Exercise input:
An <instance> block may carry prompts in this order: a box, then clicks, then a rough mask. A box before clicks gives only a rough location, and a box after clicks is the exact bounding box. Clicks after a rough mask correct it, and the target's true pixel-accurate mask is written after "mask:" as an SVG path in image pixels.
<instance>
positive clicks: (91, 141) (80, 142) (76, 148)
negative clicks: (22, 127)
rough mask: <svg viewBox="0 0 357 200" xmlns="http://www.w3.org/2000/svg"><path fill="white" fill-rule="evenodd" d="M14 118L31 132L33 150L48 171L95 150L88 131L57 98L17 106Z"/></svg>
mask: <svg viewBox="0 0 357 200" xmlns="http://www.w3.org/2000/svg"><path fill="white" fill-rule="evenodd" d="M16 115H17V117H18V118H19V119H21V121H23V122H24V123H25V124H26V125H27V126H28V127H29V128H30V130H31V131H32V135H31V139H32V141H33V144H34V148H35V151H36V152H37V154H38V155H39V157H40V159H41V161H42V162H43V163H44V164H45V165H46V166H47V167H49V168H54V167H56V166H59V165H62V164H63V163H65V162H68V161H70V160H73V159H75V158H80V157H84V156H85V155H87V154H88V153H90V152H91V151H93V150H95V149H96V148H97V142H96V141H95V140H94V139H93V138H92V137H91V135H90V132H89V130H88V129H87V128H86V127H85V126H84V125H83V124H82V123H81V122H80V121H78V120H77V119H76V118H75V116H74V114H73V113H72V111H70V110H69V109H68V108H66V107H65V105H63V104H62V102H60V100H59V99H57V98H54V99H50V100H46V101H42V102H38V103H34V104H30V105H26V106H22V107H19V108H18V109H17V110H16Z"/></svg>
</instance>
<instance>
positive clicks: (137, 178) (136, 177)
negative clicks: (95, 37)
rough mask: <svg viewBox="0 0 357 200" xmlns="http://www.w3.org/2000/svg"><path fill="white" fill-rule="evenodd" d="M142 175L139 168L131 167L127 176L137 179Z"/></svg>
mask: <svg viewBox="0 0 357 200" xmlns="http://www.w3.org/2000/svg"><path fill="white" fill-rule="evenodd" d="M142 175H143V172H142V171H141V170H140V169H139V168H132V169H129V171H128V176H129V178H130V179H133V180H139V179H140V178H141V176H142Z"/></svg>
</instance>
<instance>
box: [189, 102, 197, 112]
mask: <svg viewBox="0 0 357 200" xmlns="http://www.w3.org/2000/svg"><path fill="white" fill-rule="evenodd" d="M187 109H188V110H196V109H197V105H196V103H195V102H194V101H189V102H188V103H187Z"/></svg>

Prompt: Render the data above as a Markdown table with the columns Row and Line, one line per row, leaving out blank lines.

Solution for this exercise:
| Row | Line |
|---|---|
| 1 | An <instance> block may carry prompts in this order: a box, then clicks, then a rough mask. A box before clicks gives only a rough location, and a box after clicks is the exact bounding box. Clicks after a rough mask correct it, and the target's true pixel-accurate mask is written after "mask:" as an SVG path in image pixels. |
| 2 | <instance> |
| 3 | positive clicks: (91, 141) (80, 142) (76, 148) |
| 4 | negative clicks: (22, 127) |
| 5 | rough mask: <svg viewBox="0 0 357 200" xmlns="http://www.w3.org/2000/svg"><path fill="white" fill-rule="evenodd" d="M14 118L31 132L33 150L48 171L95 150L88 131L57 98L17 106Z"/></svg> |
| 6 | mask: <svg viewBox="0 0 357 200" xmlns="http://www.w3.org/2000/svg"><path fill="white" fill-rule="evenodd" d="M16 115H17V117H18V118H19V119H21V121H23V122H24V123H25V124H26V125H27V126H28V127H29V128H30V130H31V131H32V135H31V139H32V141H33V144H34V148H35V151H36V152H37V154H38V155H39V157H40V159H41V161H42V162H43V163H44V164H45V165H46V166H47V167H49V168H54V167H56V166H59V165H62V164H63V163H65V162H68V161H70V160H73V159H75V158H80V157H84V156H85V155H87V154H88V153H90V152H91V151H93V150H95V149H96V148H97V142H96V141H95V140H94V139H93V138H92V137H91V135H90V132H89V130H88V129H87V128H86V127H85V126H84V125H83V124H82V123H81V122H80V121H78V120H77V119H76V118H75V116H74V114H73V113H72V111H70V110H69V109H68V108H66V107H65V105H63V104H62V102H60V100H59V99H57V98H54V99H50V100H46V101H42V102H38V103H34V104H30V105H26V106H22V107H19V108H18V109H17V110H16Z"/></svg> |
| 7 | </instance> |
| 8 | <instance> |
| 9 | positive clicks: (137, 178) (136, 177) |
| 10 | negative clicks: (95, 37) |
| 11 | rough mask: <svg viewBox="0 0 357 200" xmlns="http://www.w3.org/2000/svg"><path fill="white" fill-rule="evenodd" d="M142 175L139 168L131 167L127 176L137 179Z"/></svg> |
| 12 | mask: <svg viewBox="0 0 357 200" xmlns="http://www.w3.org/2000/svg"><path fill="white" fill-rule="evenodd" d="M142 175H143V172H142V171H141V170H140V169H139V168H132V169H129V171H128V176H129V178H130V179H133V180H139V179H140V178H141V176H142Z"/></svg> |
| 13 | </instance> |
| 14 | <instance> |
| 15 | box: [189, 102, 197, 112] |
| 16 | mask: <svg viewBox="0 0 357 200" xmlns="http://www.w3.org/2000/svg"><path fill="white" fill-rule="evenodd" d="M187 109H188V110H196V109H197V105H196V103H195V102H194V101H189V102H188V103H187Z"/></svg> |